──────── Data records ────────
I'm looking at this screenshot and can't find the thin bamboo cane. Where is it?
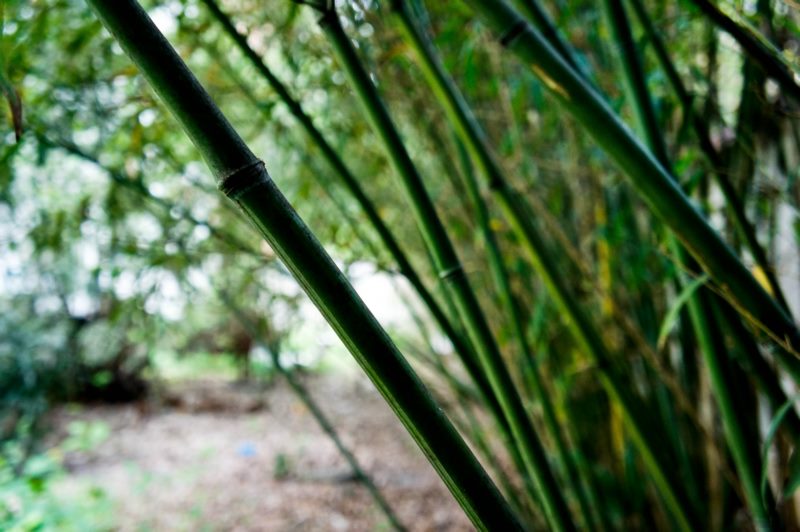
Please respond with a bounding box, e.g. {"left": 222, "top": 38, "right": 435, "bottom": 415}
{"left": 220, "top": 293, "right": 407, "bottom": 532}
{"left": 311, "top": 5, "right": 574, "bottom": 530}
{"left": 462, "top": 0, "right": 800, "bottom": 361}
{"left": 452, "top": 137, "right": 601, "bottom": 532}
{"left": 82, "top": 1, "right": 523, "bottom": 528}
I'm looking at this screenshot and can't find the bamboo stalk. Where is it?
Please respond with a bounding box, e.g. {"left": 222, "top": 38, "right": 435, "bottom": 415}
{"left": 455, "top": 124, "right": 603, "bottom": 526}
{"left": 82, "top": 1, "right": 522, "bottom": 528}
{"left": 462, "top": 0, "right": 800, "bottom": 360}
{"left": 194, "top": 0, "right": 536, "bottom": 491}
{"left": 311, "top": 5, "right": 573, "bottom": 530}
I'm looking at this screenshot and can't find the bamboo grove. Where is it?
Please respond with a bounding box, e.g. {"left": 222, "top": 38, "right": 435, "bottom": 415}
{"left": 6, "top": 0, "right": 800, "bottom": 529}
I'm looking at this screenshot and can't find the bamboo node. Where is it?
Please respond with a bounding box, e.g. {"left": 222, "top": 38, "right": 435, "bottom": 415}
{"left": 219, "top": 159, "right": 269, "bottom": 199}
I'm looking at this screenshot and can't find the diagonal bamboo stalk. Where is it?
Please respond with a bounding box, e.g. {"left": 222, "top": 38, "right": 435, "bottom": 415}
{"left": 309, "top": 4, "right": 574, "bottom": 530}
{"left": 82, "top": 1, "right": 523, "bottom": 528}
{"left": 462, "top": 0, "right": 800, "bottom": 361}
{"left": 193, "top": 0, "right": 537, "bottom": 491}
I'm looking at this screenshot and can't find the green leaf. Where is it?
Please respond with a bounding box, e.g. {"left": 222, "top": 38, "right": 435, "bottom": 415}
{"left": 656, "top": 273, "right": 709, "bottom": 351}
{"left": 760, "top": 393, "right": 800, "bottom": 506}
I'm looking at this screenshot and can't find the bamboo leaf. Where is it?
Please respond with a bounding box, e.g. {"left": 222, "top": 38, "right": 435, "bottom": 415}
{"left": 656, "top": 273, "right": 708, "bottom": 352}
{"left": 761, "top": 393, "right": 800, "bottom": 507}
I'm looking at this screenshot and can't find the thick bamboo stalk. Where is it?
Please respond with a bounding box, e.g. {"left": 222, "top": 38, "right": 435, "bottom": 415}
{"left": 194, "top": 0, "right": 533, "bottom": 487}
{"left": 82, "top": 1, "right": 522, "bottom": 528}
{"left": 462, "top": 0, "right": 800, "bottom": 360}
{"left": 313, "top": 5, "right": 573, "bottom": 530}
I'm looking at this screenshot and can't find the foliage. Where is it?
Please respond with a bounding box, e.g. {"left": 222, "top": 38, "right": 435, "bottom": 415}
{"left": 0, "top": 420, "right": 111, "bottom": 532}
────────
Reproduce exactly, and only, the part of the listing above that begins at the line with "I'm looking at this screenshot and can't find the bamboo node." and goes on through the line with "I'm looking at this screenshot and can't find the diagonal".

I'm looking at this screenshot and can't find the bamboo node. Where is it?
Please respond with a bounding box, e.g. {"left": 222, "top": 38, "right": 435, "bottom": 415}
{"left": 219, "top": 159, "right": 269, "bottom": 199}
I'm looking at this screenshot and can't find the diagonal bamboo stalk. Where is it?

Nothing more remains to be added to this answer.